— SOURCE DOCUMENT —
*** Begin section ***

Will Modern Civilizations Suffer
the Same Fate as the Roman Empire?
Alexander Hamilton
[Excerpts from an address delivered at the Henry
George Society of Victorai, British Columbia, 19 June, 1931. Reprinted
from Land and Freedom, July-August, 1931]
I have recently returned from a visit to Eugene, Oregon. I addressed
a meeting in the Congregational Church Forum there on the partial
application of Henry George's principles in British Columbia. I also
spoke in Portland and in Seattle, at the Commonwealth Club, the Lyel
Club, and to the Municipal League.
Eugene, the capital of Lane County, Ore., is a fine city of 20,000
people, situated in the upper Willamette Valley. Many of the streets
are paved, beautifully boulevarded and planted with shade trees. There
has been no snow all winter and flowers have been blooming gayly. The
chief industries of the neighborhood are farming, fruit growing and
lumbering. Being a university city and having some liberal churches
with forums, one can listen at any time to addresses on social,
psychological, scientific, economic, religious and kindred subjects.

*** End section ***

— QUESTIONS —
1 - Rewrite the address excerpt from "Alexander Hamilton" to "the Municipal League.", putting "Tacoma" in place of "Seattle".
2 - Decide whether each statement agrees with the address excerpt, and support each yes or no with the deciding words quoted from it: (a) Eugene is the capital of Lane County. (b) Eugene had heavy snow that winter. (c) The speaker addressed a meeting in a Baptist church in Eugene.

— INFORMATION SHOWN —
*** Begin section ***

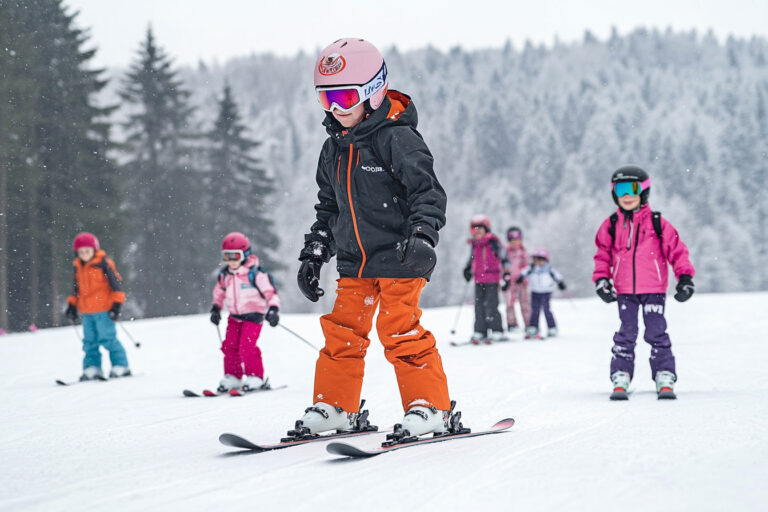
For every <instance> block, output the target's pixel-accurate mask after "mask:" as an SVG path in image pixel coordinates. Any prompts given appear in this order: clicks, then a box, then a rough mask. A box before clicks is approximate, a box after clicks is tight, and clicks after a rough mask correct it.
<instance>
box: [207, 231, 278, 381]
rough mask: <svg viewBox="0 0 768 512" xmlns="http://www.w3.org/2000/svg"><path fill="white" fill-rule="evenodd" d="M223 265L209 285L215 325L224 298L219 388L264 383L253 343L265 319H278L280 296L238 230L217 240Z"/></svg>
mask: <svg viewBox="0 0 768 512" xmlns="http://www.w3.org/2000/svg"><path fill="white" fill-rule="evenodd" d="M221 253H222V256H223V258H224V261H226V262H227V266H226V267H224V268H222V269H221V271H220V272H219V277H218V279H217V280H216V286H215V287H214V288H213V306H211V322H212V323H214V324H215V325H219V321H221V308H222V306H223V303H224V300H225V299H226V302H227V309H228V310H229V321H228V322H227V334H226V337H225V338H224V342H223V343H222V345H221V351H222V352H223V353H224V378H223V379H221V381H220V382H219V389H218V391H219V392H223V391H227V390H230V389H233V388H240V387H242V389H243V390H244V391H249V390H254V389H259V388H261V387H264V386H266V381H265V379H264V365H263V363H262V361H261V350H260V349H259V347H258V346H257V345H256V342H257V341H258V339H259V334H261V326H262V324H263V322H264V320H266V321H267V322H269V325H271V326H272V327H275V326H276V325H277V323H278V322H279V320H280V319H279V315H278V311H279V309H280V298H279V297H278V296H277V288H276V287H275V284H274V282H273V281H272V277H271V276H270V275H269V274H267V273H266V271H264V270H263V269H262V268H261V267H259V259H258V258H257V257H256V256H255V255H253V254H251V244H250V242H249V241H248V238H246V236H245V235H243V234H242V233H237V232H234V233H230V234H228V235H227V236H225V237H224V240H223V242H222V243H221Z"/></svg>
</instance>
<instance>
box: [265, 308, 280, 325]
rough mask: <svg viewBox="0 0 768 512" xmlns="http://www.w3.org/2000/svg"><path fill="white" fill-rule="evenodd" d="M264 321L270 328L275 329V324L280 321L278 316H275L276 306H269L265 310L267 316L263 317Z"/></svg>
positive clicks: (275, 324)
mask: <svg viewBox="0 0 768 512" xmlns="http://www.w3.org/2000/svg"><path fill="white" fill-rule="evenodd" d="M264 320H266V321H267V322H269V325H271V326H272V327H277V323H278V322H279V321H280V315H278V314H277V306H271V307H270V308H269V309H268V310H267V314H266V315H264Z"/></svg>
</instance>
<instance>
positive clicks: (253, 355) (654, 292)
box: [66, 38, 694, 439]
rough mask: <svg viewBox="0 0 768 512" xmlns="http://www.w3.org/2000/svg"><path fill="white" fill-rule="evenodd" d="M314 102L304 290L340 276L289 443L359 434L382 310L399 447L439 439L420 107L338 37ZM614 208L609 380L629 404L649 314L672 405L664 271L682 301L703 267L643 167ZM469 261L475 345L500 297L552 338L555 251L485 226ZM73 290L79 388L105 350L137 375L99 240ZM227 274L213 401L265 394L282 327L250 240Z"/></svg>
mask: <svg viewBox="0 0 768 512" xmlns="http://www.w3.org/2000/svg"><path fill="white" fill-rule="evenodd" d="M314 85H315V90H316V94H317V98H318V101H319V103H320V105H321V107H322V108H323V110H324V111H325V120H324V121H323V125H324V126H325V129H326V132H327V133H328V138H327V139H326V141H325V143H324V144H323V147H322V150H321V152H320V158H319V162H318V167H317V172H316V181H317V184H318V194H317V197H318V201H317V204H316V205H315V210H316V220H315V222H314V224H312V226H311V227H310V230H309V232H308V233H307V234H306V235H305V237H304V247H303V249H302V250H301V252H300V255H299V260H300V262H301V265H300V268H299V271H298V275H297V282H298V287H299V289H300V290H301V292H302V293H303V294H304V295H305V296H306V297H307V299H309V300H311V301H317V300H318V298H319V297H320V296H322V295H323V294H324V291H323V290H322V289H321V288H320V287H319V279H320V272H321V270H322V267H323V265H324V264H326V263H328V262H329V261H330V259H331V258H332V257H333V256H336V260H337V266H336V268H337V270H338V272H339V277H340V278H339V279H338V281H337V289H336V300H335V303H334V306H333V310H332V311H331V312H330V313H328V314H326V315H323V316H322V317H321V318H320V325H321V327H322V331H323V335H324V337H325V346H324V347H323V348H322V350H321V351H320V353H319V355H318V359H317V363H316V370H315V383H314V391H313V394H312V399H311V401H310V405H309V407H308V408H307V409H306V410H305V412H304V414H303V415H301V416H300V418H299V419H298V421H297V422H296V429H295V430H294V431H292V433H293V435H296V436H312V435H316V434H318V433H323V432H328V431H337V430H342V431H345V430H355V429H358V428H360V427H361V426H360V421H361V418H364V417H365V416H367V415H365V414H363V412H362V411H360V406H361V399H360V390H361V387H362V382H363V371H364V370H363V369H364V357H365V354H366V350H367V348H368V346H369V344H370V339H369V333H370V330H371V329H372V326H373V319H374V315H375V313H376V310H377V308H380V310H381V311H386V313H387V314H380V315H378V317H377V319H376V329H377V331H378V335H379V339H380V340H381V342H382V344H383V345H384V347H385V354H386V357H387V359H388V361H389V362H390V363H392V365H393V367H394V370H395V375H396V378H397V381H398V389H399V390H400V395H401V402H402V406H403V410H404V417H403V420H402V421H401V422H400V423H399V424H398V426H397V429H396V431H395V432H394V433H393V434H392V435H393V436H394V439H403V438H405V437H408V436H421V435H424V434H428V433H435V434H445V433H448V432H453V431H455V429H456V428H458V427H460V424H458V427H457V421H454V420H456V419H457V416H456V413H455V412H454V411H453V406H454V403H453V402H452V400H451V397H450V395H449V391H448V380H447V377H446V375H445V372H444V371H443V366H442V362H441V358H440V354H439V352H438V350H437V347H436V342H435V337H434V335H433V334H432V333H431V332H430V331H429V330H427V329H426V328H425V327H424V326H422V324H421V322H420V318H421V310H420V309H419V300H420V297H421V292H422V289H423V288H424V286H425V284H426V283H427V281H428V280H429V278H430V276H431V274H432V271H433V270H434V268H435V264H436V262H437V259H436V253H435V247H436V245H437V243H438V241H439V235H438V233H439V231H440V229H441V228H442V227H443V225H444V224H445V220H446V218H445V211H446V202H447V198H446V194H445V192H444V190H443V188H442V186H441V185H440V183H439V181H438V179H437V176H436V174H435V171H434V169H433V158H432V155H431V153H430V151H429V149H428V147H427V145H426V144H425V142H424V140H423V139H422V137H421V135H420V134H419V132H418V131H417V130H416V126H417V113H416V107H415V104H414V102H413V101H412V100H411V98H410V97H409V96H408V95H406V94H404V93H402V92H399V91H396V90H394V89H390V88H389V80H388V71H387V66H386V63H385V62H384V59H383V57H382V55H381V53H380V52H379V51H378V49H376V47H374V46H373V45H372V44H371V43H369V42H367V41H365V40H362V39H357V38H346V39H339V40H338V41H335V42H334V43H332V44H331V45H329V46H328V47H326V48H325V49H324V50H322V52H321V54H320V56H319V58H318V59H317V61H316V64H315V69H314ZM611 181H612V196H613V199H614V201H615V202H616V204H617V205H618V211H617V212H616V213H615V214H614V215H612V216H611V217H610V218H609V219H606V221H605V222H603V224H602V225H601V226H600V229H599V230H598V233H597V238H596V244H597V253H596V255H595V272H594V275H593V281H594V282H595V285H596V287H597V288H596V291H597V293H598V295H599V296H600V298H602V299H603V300H604V301H606V302H613V301H618V304H619V315H620V319H621V328H620V329H619V331H618V332H616V334H615V335H614V347H613V359H612V361H611V380H612V383H613V385H614V394H613V395H612V397H615V398H622V392H623V398H626V391H627V388H628V385H629V381H630V380H631V378H632V375H633V369H634V346H635V341H636V338H637V335H638V324H637V315H638V309H640V308H642V311H643V318H644V321H645V325H646V333H645V339H646V341H648V342H649V343H650V344H651V345H652V346H653V350H652V355H651V368H652V371H653V378H654V380H655V381H656V384H657V388H658V391H659V397H660V398H665V397H672V396H674V394H673V386H674V382H675V380H676V378H677V377H676V373H675V365H674V356H673V355H672V351H671V348H670V340H669V336H668V335H667V334H666V322H665V320H664V300H665V293H666V288H667V270H666V269H667V265H668V264H671V265H672V267H673V269H674V272H675V276H676V278H677V279H678V285H677V292H678V293H677V294H676V295H675V298H676V299H677V300H680V301H684V300H687V299H688V298H690V296H691V295H692V294H693V290H694V286H693V281H692V278H693V276H694V269H693V266H692V265H691V263H690V261H689V258H688V251H687V249H686V247H685V245H684V244H683V243H682V241H681V240H680V238H679V236H678V234H677V231H675V229H674V227H672V225H671V224H670V223H669V222H668V221H667V220H666V219H663V218H661V217H660V216H658V215H657V214H656V213H654V212H651V210H650V207H649V206H648V194H649V191H650V178H649V177H648V175H647V174H646V173H645V172H644V171H643V170H642V169H640V168H637V167H623V168H621V169H619V170H618V171H616V173H614V175H613V177H612V180H611ZM470 227H471V232H472V238H471V239H470V240H469V243H470V245H471V255H470V260H469V262H468V263H467V266H466V267H465V268H464V277H465V278H466V280H467V281H470V280H471V279H472V278H473V277H474V280H475V329H474V331H475V332H474V334H473V338H472V339H473V340H475V341H477V342H480V341H481V340H485V339H486V338H487V337H488V333H489V331H490V339H491V340H494V339H502V338H503V336H504V327H503V325H502V320H501V315H500V313H499V308H498V294H499V286H500V284H501V288H502V291H504V293H505V297H506V309H507V330H508V331H512V330H515V329H517V328H518V327H521V324H520V323H519V322H518V319H517V317H516V314H515V313H514V305H515V302H516V301H518V302H519V303H520V305H521V310H522V313H523V322H522V323H524V324H525V328H526V336H527V337H535V336H539V331H538V322H539V315H540V312H541V311H543V312H544V316H545V318H546V320H547V327H548V330H547V335H548V336H555V335H556V334H557V326H556V323H555V319H554V317H553V315H552V313H551V309H550V304H549V303H550V297H551V295H552V292H553V291H554V289H555V287H556V286H557V287H558V288H560V289H561V290H562V289H565V283H564V281H563V277H562V276H561V275H560V274H559V273H558V272H557V271H556V270H555V269H554V268H553V267H552V266H551V265H550V255H549V253H548V252H547V251H546V250H544V249H537V250H536V251H534V252H533V253H532V255H531V256H532V258H531V261H529V260H528V255H527V253H526V249H525V247H524V246H523V236H522V231H521V230H520V229H519V228H517V227H512V228H510V229H509V230H508V231H507V244H506V246H505V245H504V244H502V242H501V241H500V240H499V238H498V237H496V236H495V235H494V234H493V233H492V232H491V226H490V221H489V220H488V218H487V217H485V216H482V215H477V216H474V217H473V218H472V219H471V222H470ZM74 250H75V252H76V255H77V257H76V259H75V261H74V267H75V286H74V293H73V295H72V296H71V297H69V299H68V304H69V305H68V308H67V312H66V314H67V316H68V317H69V318H70V319H72V320H76V319H77V318H78V316H82V319H83V327H84V339H83V348H84V351H85V358H84V361H83V367H84V370H83V376H82V378H83V379H92V378H98V377H100V376H101V372H102V370H101V356H100V354H99V346H103V347H104V348H106V349H107V350H108V351H109V353H110V360H111V363H112V370H111V376H113V377H121V376H127V375H130V370H129V366H128V361H127V359H126V355H125V350H124V349H123V347H122V345H121V344H120V342H119V341H118V340H117V338H116V335H115V324H114V322H115V321H116V320H117V318H118V316H119V314H120V308H121V305H122V304H123V302H124V301H125V295H124V293H123V291H122V287H121V278H120V275H119V274H118V273H117V270H116V269H115V266H114V263H113V262H112V260H110V259H109V258H107V256H106V254H105V253H104V252H103V251H102V250H101V249H100V248H99V244H98V240H96V237H95V236H93V235H91V234H88V233H81V234H79V235H78V236H77V237H76V238H75V241H74ZM222 258H223V259H224V261H225V262H226V265H225V266H224V267H223V268H222V269H221V271H220V272H219V274H218V277H217V279H216V283H215V285H214V289H213V306H212V307H211V312H210V313H211V317H210V319H211V322H213V323H214V324H216V325H217V326H218V324H219V322H220V319H221V310H222V307H223V306H224V303H226V306H227V309H228V310H229V319H228V324H227V329H226V336H225V339H224V340H223V342H222V347H221V350H222V352H223V354H224V378H223V379H222V380H221V382H220V390H226V389H232V388H245V389H257V388H261V387H264V386H268V383H267V382H266V379H265V376H264V367H263V363H262V360H261V352H260V350H259V348H258V346H257V342H258V338H259V335H260V332H261V328H262V325H263V323H264V322H265V321H266V322H268V323H269V324H270V325H272V326H276V325H277V324H278V322H279V309H280V301H279V297H278V293H277V289H276V287H275V284H274V281H273V280H272V279H271V277H270V276H269V274H267V273H266V272H265V271H264V269H262V268H261V267H259V261H258V258H257V257H256V255H255V254H253V252H252V249H251V246H250V243H249V241H248V239H247V238H246V237H245V236H244V235H243V234H242V233H230V234H229V235H227V236H226V237H225V238H224V240H223V242H222Z"/></svg>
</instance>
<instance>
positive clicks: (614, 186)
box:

*** End section ***

— RESULTS IN ORDER —
1 -
Alexander Hamilton
[Excerpts from an address delivered at the Henry
George Society of Victorai, British Columbia, 19 June, 1931. Reprinted
from Land and Freedom, July-August, 1931]
I have recently returned from a visit to Eugene, Oregon. I addressed
a meeting in the Congregational Church Forum there on the partial
application of Henry George's principles in British Columbia. I also
spoke in Portland and in Tacoma, at the Commonwealth Club, the Lyel
Club, and to the Municipal League.

2 -
(a) Yes: "Eugene, the capital of Lane County, Ore., is a fine city of 20,000 people"
(b) No: "There has been no snow all winter"
(c) No: "I addressed a meeting in the Congregational Church Forum there"